--- START ---
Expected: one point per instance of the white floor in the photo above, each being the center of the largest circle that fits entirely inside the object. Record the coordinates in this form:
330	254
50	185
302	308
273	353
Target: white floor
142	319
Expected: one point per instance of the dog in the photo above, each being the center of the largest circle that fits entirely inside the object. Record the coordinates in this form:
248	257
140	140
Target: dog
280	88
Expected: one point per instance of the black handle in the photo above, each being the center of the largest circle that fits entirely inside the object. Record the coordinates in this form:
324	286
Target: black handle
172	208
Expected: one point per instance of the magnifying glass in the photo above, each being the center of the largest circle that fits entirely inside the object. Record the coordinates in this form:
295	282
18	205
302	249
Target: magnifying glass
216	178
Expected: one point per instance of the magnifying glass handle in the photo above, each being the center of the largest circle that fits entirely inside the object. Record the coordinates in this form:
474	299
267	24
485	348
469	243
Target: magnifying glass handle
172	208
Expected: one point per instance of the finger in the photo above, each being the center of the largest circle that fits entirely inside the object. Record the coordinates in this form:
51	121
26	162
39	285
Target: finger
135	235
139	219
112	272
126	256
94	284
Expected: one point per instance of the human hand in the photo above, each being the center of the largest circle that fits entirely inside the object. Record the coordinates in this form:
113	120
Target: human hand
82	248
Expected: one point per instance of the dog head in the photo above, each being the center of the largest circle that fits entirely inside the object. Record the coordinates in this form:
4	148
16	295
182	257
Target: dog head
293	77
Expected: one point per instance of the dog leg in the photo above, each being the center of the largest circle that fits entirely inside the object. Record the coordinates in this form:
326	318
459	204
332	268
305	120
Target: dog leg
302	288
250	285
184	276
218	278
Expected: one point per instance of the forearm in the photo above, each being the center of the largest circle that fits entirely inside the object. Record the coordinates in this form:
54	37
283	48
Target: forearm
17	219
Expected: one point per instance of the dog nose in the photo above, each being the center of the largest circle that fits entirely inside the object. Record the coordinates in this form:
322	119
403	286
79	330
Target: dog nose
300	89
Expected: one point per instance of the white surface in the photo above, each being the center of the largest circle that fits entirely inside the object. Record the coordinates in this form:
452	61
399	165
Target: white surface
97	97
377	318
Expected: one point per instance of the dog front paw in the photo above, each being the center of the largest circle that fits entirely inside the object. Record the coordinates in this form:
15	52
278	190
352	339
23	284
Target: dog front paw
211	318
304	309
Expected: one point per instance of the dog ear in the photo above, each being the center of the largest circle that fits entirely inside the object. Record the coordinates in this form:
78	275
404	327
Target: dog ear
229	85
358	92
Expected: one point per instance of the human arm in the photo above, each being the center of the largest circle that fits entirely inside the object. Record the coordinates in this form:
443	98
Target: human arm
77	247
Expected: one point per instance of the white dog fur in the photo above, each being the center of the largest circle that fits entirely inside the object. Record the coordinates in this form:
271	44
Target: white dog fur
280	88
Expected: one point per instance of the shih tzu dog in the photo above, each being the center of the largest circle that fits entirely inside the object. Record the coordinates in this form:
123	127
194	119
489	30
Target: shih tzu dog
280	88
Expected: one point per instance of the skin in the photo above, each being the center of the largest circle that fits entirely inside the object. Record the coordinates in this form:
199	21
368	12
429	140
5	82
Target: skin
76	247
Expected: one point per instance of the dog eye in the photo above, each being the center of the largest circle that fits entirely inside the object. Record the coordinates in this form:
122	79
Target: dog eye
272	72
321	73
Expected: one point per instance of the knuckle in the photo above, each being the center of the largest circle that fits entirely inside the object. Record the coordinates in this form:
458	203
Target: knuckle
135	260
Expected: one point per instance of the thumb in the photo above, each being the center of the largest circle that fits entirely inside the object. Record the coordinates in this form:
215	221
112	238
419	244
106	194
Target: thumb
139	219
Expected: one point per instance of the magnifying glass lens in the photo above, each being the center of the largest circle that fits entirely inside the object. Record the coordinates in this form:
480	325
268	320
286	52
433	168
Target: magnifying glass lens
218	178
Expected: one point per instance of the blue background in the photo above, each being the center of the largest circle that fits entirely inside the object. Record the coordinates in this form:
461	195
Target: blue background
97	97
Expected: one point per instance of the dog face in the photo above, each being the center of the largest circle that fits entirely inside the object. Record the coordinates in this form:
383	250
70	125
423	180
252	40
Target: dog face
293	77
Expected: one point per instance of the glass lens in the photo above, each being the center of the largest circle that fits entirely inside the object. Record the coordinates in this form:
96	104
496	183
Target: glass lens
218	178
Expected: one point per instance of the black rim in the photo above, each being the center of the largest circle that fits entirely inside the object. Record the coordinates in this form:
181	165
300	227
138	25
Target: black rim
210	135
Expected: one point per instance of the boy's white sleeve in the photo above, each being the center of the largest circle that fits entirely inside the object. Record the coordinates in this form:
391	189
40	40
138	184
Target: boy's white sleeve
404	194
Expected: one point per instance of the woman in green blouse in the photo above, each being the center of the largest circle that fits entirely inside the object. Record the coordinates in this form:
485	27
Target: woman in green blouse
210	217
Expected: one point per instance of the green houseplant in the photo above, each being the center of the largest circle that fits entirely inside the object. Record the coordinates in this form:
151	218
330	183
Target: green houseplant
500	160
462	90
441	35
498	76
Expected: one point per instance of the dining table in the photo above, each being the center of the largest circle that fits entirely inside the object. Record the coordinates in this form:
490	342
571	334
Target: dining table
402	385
--- END ---
Exercise - Repeat the data verbatim, line after line, leaving nothing out.

Result of this exercise -
Expected: one point per instance of the white floor in the photo above, each being the center of the largest circle that fits entirely inside the object. Record the coordinates in this form:
330	254
50	185
302	308
273	353
Target: white floor
142	319
Expected: one point per instance of the dog in the photo above, each being the center of the largest circle that fits entirely inside the object. Record the coordinates in this form:
248	257
140	140
Target: dog
280	88
Expected: one point per instance of the black handle in the photo above, each being the center of the largest circle that fits entirely inside the object. Record the coordinates in this form:
324	286
Target: black handle
172	208
Expected: one point per instance of the magnifying glass in the photo above, each being the center of the largest circle that fits entirely inside the object. Record the coordinates in this form:
295	282
18	205
302	249
Target: magnifying glass
216	178
Expected: one point per instance of the magnifying glass handle in the photo above, each being the center of the largest circle that fits entirely inside the object. Record the coordinates in this form:
474	299
267	24
485	348
469	243
Target: magnifying glass handle
172	208
Expected: one point per instance of the finger in the photo above, each being the center of the largest circle that fits entirely inside the object. Record the coordinates in this form:
51	121
26	162
39	285
Target: finger
135	235
139	219
112	272
126	256
94	284
Expected: one point per instance of the human hand in the photo above, each being the center of the largest circle that fits entirely inside the object. Record the coordinates in this form:
113	120
Target: human hand
82	248
Expected: one point per instance of the dog head in the photo above, each being the center of the largest circle that fits entirely inside the object. Record the coordinates in this form:
4	148
16	295
182	257
Target: dog head
293	77
Expected: one point per instance of the dog leg in the photo above, each being the center of the largest circle that fits entirely inside the object. Record the coordinates in this form:
326	318
459	204
332	268
305	120
Target: dog leg
302	288
250	285
184	276
218	278
Expected: one point per instance of the forearm in the photo above, each being the center of the largest circle that fits entirely inside the object. Record the coordinates in this form:
54	37
283	48
Target: forearm
17	219
Expected: one point per instance of the dog nose in the photo above, each being the center of the largest circle that fits entirely inside the object. Record the coordinates in this form:
322	119
403	286
79	330
Target: dog nose
300	89
Expected: one point per instance of the white surface in the photo above, each being the center of the largest circle that fits entirely inside the object. Record the coordinates in this form:
452	61
399	165
Target: white surface
97	97
377	318
Expected: one point per instance of the dog front paw in the photo above, each being the center of the largest circle that fits entirely inside the object. Record the coordinates in this form:
15	52
278	190
352	339
23	284
Target: dog front paw
211	318
304	309
Expected: one point per instance of the dog ear in the photo above, each being the center of the largest circle that fits entirely inside the object. Record the coordinates in this form:
78	275
404	327
Target: dog ear
229	85
358	92
Expected: one point per instance of the human arm in the photo above, each being the center of the largest circle that fits entirely inside the object. Record the coordinates in this form:
443	98
Target: human arm
77	247
Expected: one point per instance of the white dog fur in the photo above, each being the center of the largest circle that fits entirely inside the object. Record the coordinates in this form:
271	44
Target: white dog fur
280	88
Expected: one point per instance of the shih tzu dog in the photo above, each being the center of the largest circle that fits entirely inside the object. Record the coordinates in this form:
123	127
194	119
489	30
Target: shih tzu dog
280	88
Expected: one point per instance of the skin in the photo above, each being the center of the largest circle that fits entirely inside the object. Record the coordinates in this form:
199	21
368	12
429	140
5	82
Target: skin
76	247
Expected: one point per instance of the dog eye in the photo above, each being the center of the largest circle that fits entirely inside the object. Record the coordinates in this form:
122	79
Target: dog eye
272	72
321	73
Expected: one point per instance of the knuckle in the photo above, each being the center of the largest circle that fits entirely inside the object. Record the coordinates in this form:
458	203
Target: knuckle
135	260
Expected: one point per instance of the thumb in the photo above, each being the center of the largest circle that fits entirely inside the object. Record the coordinates in this form:
215	221
112	238
419	244
106	194
Target: thumb
139	219
Expected: one point per instance of the magnifying glass lens in the photo above, each being the center of the largest circle that fits entirely inside the object. Record the coordinates in this form:
480	325
268	320
286	52
433	168
Target: magnifying glass lens
218	178
Expected: one point per instance of the blue background in the photo above, each being the center of the largest circle that fits entirely inside the object. Record the coordinates in this form:
461	195
Target: blue background
97	97
Expected: one point per instance of the dog face in the photo above, each being the center of the largest circle that fits entirely inside the object. Record the coordinates in this form:
383	250
70	125
423	180
252	40
Target: dog face
293	77
Expected: one point per instance of the glass lens in the photo above, each being the center of the largest circle that fits entirely inside the object. Record the coordinates in this form:
96	104
496	183
Target: glass lens
218	178
Expected: one point per instance of the black rim in the photo above, each being the center of the largest circle that fits entirely inside the object. Record the coordinates in this form:
181	165
300	227
138	25
Target: black rim
210	135
Expected: one point per instance of the boy's white sleeve in the photo above, each being the center of the largest circle that fits entirely inside the object. Record the coordinates in this form:
391	189
40	40
138	184
Target: boy's white sleeve
404	194
Expected: one point per instance of the woman in green blouse in the photo above, each being the center of the largest circle that fits entirely inside the object. Record the coordinates in this form:
485	27
Target: woman in green blouse
210	217
Expected: one point per instance of the green houseplant in the photo above, each being the center of the largest circle that fits entirely inside the object. Record the coordinates in this form:
151	218
330	183
Target: green houseplant
500	160
462	90
441	35
498	76
Expected: one point per instance of the dining table in the photo above, each being the center of the largest circle that fits entirely inside the object. Record the coordinates in this form:
490	342
571	334
Target: dining table
402	385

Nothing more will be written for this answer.